--- Start Passage shown ---

Python requests scraping images get corrupt

Question

referring the same question in Scraped images is corrupt

In my case Trying to scrape images from site with

There are 100 images, First 67 Images saved fine as .jpg, from 68 all the images are corrupted, windows says doesn't support this file format

As per other stackoverflow question I dont have the data-src, content is shown in above image

request script is

for url in urls:
    response = requests.get(url, headers={
        'User-Agent': 'Mozilla/5.0 (Macintosh; Intel Mac OS X 10_9_3) AppleWebKit/537.36 (KHTML, like Gecko) Chrome/35.0.1916.47 Safari/537.36',
        'Referer' : url
    })
    soup = BeautifulSoup(response.text, "html.parser")
    image_info = []
    imagePrefix = url.rsplit('/', 1)[-1:][0] + "_"
    imgNo = 0
    for item in soup.find_all('img'):
      imageID = imagePrefix + str(imgNo)   
      image_info.append((item["src"], imageID))

--- End Passage shown ---
--- Start Provided records ---

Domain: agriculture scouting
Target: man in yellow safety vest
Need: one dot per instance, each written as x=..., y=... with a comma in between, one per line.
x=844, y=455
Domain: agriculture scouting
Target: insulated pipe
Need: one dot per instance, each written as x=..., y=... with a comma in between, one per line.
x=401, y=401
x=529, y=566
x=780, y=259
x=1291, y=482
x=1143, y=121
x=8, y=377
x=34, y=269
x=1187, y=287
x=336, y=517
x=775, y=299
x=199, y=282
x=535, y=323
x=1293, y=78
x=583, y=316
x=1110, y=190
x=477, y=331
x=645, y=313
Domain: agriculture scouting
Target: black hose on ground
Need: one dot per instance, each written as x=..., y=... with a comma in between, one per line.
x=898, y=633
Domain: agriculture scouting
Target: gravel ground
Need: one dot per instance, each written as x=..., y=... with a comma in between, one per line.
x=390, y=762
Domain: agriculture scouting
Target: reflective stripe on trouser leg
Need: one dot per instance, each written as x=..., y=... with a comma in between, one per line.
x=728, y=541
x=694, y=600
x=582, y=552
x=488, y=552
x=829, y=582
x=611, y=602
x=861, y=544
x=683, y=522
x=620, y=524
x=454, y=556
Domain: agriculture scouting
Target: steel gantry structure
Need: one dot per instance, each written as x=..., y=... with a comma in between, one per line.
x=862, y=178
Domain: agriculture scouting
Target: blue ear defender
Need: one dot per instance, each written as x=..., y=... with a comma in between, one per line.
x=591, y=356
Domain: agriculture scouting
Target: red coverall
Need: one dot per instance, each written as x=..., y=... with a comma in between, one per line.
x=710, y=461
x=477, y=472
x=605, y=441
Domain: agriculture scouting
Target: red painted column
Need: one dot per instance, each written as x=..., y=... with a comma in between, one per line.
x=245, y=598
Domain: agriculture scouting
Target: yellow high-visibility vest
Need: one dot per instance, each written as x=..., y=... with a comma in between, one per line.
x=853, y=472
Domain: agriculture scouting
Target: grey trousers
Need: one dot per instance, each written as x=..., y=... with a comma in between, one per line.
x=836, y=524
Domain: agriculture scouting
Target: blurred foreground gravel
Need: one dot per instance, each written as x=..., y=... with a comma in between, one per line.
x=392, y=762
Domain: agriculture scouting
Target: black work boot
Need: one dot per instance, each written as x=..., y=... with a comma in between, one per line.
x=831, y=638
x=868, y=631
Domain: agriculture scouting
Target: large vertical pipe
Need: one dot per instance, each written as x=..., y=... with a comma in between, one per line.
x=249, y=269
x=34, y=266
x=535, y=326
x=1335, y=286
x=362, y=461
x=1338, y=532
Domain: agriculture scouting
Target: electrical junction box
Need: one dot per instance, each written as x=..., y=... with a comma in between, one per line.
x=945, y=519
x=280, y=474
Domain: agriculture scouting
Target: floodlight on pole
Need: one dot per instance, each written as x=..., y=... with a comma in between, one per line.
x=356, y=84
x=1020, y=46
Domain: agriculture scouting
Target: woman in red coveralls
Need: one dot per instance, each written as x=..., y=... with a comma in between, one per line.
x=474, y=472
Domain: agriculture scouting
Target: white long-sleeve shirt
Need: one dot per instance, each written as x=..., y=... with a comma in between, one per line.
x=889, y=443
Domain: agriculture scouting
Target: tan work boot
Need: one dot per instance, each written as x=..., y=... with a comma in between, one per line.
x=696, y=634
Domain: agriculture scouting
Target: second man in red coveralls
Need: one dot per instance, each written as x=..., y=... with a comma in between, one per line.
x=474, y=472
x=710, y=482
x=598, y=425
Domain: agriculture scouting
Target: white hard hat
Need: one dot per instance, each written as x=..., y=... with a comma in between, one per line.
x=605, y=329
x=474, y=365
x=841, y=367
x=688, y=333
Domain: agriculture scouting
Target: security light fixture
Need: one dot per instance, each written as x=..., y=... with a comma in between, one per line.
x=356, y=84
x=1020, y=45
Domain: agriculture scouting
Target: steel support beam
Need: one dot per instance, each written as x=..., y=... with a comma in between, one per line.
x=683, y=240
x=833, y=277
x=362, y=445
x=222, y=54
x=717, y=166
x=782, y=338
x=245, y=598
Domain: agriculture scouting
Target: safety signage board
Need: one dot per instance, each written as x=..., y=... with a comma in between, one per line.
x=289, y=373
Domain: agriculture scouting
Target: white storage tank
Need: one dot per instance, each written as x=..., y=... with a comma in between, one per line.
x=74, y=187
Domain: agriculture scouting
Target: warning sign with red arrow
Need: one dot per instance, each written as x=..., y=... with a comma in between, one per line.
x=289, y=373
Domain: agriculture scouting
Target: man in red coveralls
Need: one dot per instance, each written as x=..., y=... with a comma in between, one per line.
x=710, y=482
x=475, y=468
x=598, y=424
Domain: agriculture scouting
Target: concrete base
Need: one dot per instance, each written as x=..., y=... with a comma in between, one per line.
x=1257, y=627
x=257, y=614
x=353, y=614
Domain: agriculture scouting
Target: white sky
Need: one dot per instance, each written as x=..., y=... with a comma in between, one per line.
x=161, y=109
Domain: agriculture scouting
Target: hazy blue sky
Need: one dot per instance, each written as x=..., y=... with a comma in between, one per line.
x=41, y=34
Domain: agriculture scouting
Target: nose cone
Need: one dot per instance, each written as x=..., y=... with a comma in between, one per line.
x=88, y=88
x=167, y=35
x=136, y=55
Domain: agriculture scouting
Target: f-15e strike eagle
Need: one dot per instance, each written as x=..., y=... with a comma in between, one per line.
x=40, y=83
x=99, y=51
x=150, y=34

--- End Provided records ---
--- Start Provided records ---

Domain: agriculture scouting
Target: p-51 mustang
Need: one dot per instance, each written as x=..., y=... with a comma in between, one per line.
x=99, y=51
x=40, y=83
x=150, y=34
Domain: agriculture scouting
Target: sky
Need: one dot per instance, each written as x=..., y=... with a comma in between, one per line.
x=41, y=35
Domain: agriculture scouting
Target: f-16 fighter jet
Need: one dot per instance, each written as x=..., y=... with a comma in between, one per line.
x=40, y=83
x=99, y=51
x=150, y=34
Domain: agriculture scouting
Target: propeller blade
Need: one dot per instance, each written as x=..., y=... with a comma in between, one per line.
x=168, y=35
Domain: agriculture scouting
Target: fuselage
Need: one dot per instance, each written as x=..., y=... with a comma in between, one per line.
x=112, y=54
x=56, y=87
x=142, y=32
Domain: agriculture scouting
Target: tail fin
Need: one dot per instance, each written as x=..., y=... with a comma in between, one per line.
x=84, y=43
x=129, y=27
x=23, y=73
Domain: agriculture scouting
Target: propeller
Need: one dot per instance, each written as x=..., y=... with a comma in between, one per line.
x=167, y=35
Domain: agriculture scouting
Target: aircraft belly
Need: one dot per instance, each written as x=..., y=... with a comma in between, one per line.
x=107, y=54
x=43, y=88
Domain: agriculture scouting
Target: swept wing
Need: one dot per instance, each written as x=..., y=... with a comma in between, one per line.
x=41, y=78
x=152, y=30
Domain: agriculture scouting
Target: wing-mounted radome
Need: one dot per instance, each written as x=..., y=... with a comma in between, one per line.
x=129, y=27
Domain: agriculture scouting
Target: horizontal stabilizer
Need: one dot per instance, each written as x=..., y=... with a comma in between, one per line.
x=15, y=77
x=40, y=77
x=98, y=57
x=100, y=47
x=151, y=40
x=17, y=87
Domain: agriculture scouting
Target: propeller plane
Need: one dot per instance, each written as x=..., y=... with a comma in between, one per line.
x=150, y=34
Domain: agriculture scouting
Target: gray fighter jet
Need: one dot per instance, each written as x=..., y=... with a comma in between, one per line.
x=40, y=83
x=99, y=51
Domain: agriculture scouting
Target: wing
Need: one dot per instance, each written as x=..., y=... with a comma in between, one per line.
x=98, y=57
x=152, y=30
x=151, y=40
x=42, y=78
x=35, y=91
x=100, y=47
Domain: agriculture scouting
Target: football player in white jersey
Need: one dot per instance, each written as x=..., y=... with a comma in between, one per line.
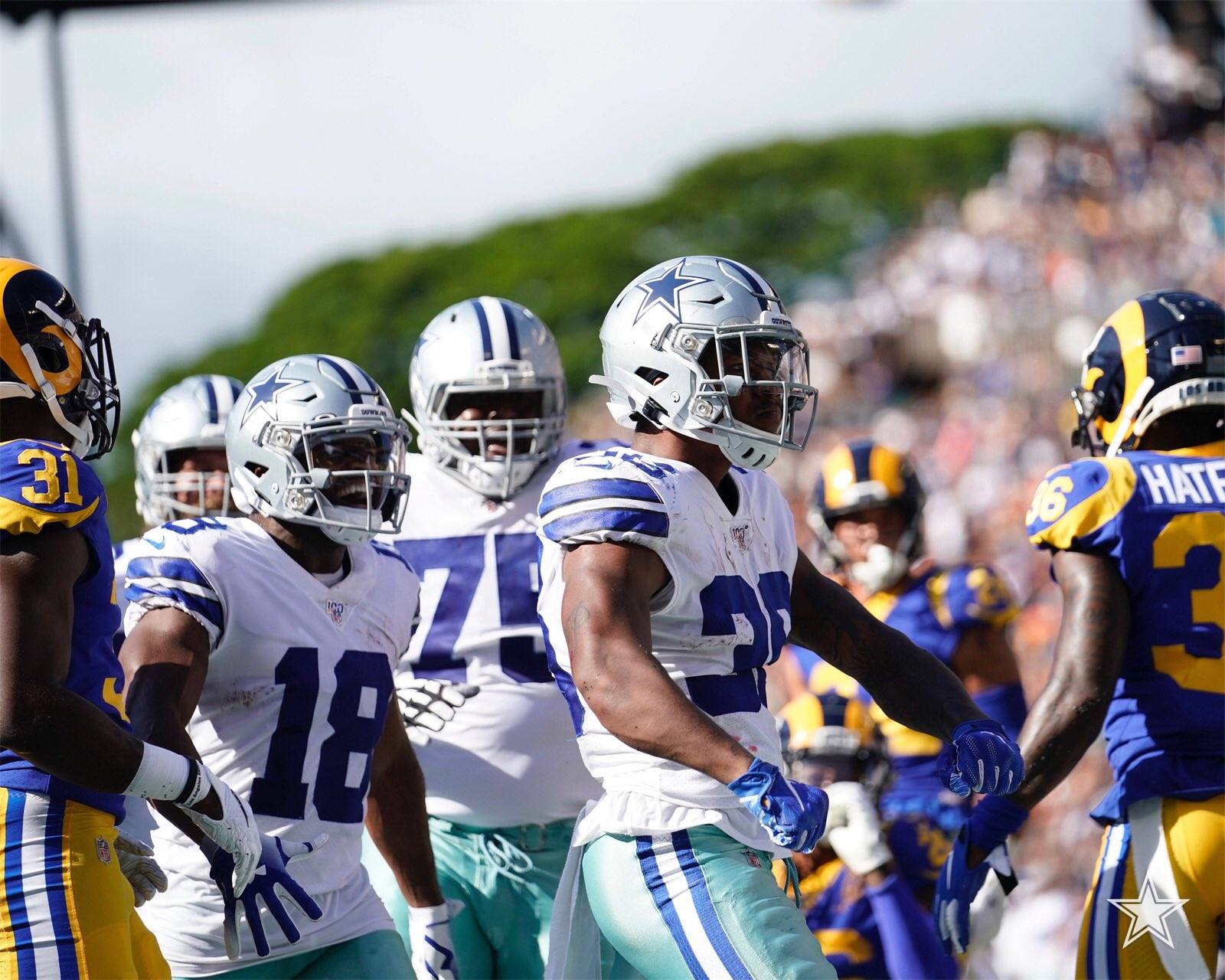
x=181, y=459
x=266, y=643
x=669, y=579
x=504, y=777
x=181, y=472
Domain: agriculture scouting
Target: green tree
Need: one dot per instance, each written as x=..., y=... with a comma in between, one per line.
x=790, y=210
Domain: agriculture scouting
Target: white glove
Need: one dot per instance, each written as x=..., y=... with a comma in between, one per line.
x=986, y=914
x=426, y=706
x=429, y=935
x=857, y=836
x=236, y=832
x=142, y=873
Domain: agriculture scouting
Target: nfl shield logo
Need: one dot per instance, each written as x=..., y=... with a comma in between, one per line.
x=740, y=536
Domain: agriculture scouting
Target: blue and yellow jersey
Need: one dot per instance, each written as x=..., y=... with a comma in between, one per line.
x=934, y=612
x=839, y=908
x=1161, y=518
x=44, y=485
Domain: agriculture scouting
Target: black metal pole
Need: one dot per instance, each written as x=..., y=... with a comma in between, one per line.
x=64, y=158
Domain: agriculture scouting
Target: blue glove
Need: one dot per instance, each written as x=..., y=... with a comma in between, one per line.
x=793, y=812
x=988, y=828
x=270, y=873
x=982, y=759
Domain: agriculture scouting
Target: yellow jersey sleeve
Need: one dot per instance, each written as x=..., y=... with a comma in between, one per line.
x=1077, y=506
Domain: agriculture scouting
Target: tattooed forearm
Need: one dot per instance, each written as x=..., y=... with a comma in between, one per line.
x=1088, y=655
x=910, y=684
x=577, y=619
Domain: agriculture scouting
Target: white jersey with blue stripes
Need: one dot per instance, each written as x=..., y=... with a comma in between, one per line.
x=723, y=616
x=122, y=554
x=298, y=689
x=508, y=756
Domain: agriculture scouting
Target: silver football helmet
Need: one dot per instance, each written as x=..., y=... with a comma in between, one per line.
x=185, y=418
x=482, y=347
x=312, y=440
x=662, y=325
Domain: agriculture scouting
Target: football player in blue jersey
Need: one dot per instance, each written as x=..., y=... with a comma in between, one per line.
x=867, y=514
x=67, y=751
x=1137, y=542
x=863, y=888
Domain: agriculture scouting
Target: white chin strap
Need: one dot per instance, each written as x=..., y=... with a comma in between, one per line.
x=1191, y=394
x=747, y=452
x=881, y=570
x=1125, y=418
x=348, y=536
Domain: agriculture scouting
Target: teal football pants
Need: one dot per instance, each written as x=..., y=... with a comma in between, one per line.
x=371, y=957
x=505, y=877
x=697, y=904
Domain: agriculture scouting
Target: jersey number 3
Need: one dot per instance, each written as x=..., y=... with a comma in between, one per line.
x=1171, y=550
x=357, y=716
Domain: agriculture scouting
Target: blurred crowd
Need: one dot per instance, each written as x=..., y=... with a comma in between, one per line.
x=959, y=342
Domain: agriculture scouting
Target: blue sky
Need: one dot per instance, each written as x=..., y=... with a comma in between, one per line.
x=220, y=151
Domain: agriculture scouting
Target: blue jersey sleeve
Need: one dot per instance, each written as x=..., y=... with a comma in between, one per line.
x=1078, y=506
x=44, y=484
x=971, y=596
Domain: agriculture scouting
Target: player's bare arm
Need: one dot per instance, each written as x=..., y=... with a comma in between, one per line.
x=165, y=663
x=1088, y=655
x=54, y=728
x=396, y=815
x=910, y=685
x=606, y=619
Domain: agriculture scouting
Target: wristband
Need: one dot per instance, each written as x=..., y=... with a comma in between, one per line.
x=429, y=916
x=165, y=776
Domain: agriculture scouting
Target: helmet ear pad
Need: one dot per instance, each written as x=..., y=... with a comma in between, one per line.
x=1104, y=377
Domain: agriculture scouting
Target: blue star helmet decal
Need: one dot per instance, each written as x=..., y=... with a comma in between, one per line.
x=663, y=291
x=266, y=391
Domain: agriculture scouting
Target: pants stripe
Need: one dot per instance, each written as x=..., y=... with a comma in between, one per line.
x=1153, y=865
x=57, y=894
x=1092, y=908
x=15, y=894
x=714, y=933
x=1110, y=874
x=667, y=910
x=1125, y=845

--- End Provided records ---
--- Start Provided records ---

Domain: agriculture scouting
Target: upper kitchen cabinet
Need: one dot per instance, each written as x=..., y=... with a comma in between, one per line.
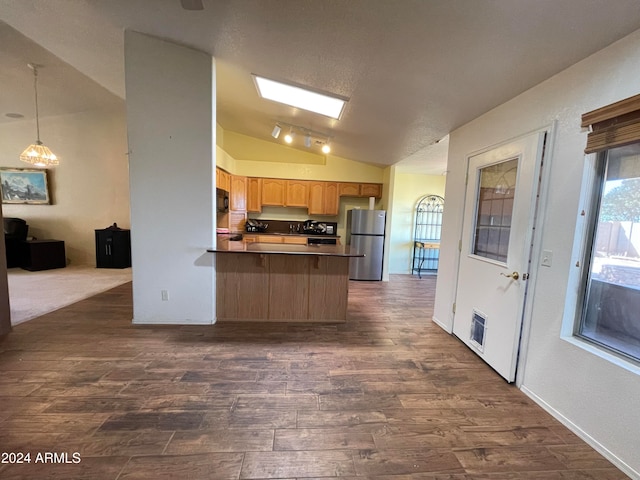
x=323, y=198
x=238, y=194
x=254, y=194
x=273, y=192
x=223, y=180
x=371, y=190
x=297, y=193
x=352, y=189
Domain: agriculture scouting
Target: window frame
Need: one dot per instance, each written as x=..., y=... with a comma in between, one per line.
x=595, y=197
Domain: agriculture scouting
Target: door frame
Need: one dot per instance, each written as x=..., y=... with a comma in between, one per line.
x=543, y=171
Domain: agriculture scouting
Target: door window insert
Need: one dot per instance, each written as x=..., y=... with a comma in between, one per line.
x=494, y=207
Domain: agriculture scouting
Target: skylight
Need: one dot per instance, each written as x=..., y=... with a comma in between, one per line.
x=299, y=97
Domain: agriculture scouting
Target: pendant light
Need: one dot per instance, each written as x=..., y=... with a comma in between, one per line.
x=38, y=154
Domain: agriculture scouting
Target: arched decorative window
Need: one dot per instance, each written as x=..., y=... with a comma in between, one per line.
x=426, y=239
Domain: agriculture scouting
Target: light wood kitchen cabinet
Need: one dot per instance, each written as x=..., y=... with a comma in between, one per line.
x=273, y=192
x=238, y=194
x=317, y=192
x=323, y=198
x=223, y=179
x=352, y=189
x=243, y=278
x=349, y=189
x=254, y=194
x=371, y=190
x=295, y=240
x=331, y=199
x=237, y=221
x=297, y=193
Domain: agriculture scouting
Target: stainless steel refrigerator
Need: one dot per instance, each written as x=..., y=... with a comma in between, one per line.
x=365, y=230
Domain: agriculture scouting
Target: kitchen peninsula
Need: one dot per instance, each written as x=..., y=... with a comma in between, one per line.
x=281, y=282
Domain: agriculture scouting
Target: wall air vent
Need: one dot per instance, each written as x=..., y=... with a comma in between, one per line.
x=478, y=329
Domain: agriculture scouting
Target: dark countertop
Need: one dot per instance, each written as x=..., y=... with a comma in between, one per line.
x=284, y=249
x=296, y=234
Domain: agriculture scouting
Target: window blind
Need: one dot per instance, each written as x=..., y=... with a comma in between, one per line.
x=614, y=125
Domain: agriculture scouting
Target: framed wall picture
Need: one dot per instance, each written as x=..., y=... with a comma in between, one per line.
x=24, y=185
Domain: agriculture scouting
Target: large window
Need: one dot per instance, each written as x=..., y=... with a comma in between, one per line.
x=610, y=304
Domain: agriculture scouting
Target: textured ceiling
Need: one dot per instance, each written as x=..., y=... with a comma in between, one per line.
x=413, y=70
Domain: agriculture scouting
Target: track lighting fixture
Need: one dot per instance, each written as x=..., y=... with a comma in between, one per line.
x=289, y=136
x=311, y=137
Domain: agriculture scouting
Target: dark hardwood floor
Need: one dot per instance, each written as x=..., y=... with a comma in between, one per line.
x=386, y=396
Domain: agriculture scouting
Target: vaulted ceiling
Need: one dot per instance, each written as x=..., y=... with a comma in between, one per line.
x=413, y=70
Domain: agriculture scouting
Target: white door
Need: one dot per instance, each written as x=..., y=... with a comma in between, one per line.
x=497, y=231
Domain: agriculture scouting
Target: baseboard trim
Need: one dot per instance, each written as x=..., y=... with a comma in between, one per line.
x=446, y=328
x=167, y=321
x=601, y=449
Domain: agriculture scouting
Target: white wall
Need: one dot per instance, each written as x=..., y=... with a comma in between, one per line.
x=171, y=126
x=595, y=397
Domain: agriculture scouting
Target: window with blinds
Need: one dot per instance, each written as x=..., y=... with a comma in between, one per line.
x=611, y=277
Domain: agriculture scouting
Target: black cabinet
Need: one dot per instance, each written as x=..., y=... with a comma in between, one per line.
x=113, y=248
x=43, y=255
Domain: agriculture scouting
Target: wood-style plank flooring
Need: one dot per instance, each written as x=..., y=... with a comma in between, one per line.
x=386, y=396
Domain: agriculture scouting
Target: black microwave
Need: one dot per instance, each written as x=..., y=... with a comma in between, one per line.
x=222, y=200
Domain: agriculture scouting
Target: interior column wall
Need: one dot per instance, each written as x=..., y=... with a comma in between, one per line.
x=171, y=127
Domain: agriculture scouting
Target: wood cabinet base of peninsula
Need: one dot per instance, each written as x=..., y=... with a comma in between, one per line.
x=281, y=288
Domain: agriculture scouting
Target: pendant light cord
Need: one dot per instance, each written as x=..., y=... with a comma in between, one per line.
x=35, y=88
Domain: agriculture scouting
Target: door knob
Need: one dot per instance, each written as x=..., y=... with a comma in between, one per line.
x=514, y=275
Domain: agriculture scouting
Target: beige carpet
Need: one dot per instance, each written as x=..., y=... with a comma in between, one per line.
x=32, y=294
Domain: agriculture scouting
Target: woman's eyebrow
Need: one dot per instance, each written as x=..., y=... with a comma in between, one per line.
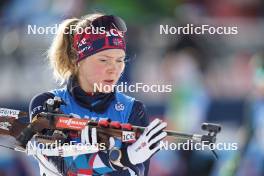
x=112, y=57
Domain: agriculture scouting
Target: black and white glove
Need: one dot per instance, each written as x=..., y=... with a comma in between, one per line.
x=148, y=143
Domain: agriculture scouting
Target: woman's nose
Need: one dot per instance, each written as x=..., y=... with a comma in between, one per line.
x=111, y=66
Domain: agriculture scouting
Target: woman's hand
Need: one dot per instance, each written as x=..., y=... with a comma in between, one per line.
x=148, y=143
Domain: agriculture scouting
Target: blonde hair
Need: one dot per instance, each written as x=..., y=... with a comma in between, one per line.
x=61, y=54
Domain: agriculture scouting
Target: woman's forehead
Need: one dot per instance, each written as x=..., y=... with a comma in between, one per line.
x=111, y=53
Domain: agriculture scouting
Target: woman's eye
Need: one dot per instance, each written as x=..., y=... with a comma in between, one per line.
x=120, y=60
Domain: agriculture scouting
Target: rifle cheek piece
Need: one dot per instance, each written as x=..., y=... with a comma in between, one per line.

--- End Provided records ---

**What this exercise asks**:
[a] Reproduce the image-scraping question above word for word, from "request script is" to "imagePrefix + str(imgNo)".
[b] Pull out every line of the entries above that contains the string "large", matching case exactly.

**Expected answers**:
[a]
request script is

for url in urls:
    response = requests.get(url, headers={
        'User-Agent': 'Mozilla/5.0 (Macintosh; Intel Mac OS X 10_9_3) AppleWebKit/537.36 (KHTML, like Gecko) Chrome/35.0.1916.47 Safari/537.36',
        'Referer' : url
    })
    soup = BeautifulSoup(response.text, "html.parser")
    image_info = []
    imagePrefix = url.rsplit('/', 1)[-1:][0] + "_"
    imgNo = 0
    for item in soup.find_all('img'):
      imageID = imagePrefix + str(imgNo)

[b]
Target: large vertical pipe
Target: large window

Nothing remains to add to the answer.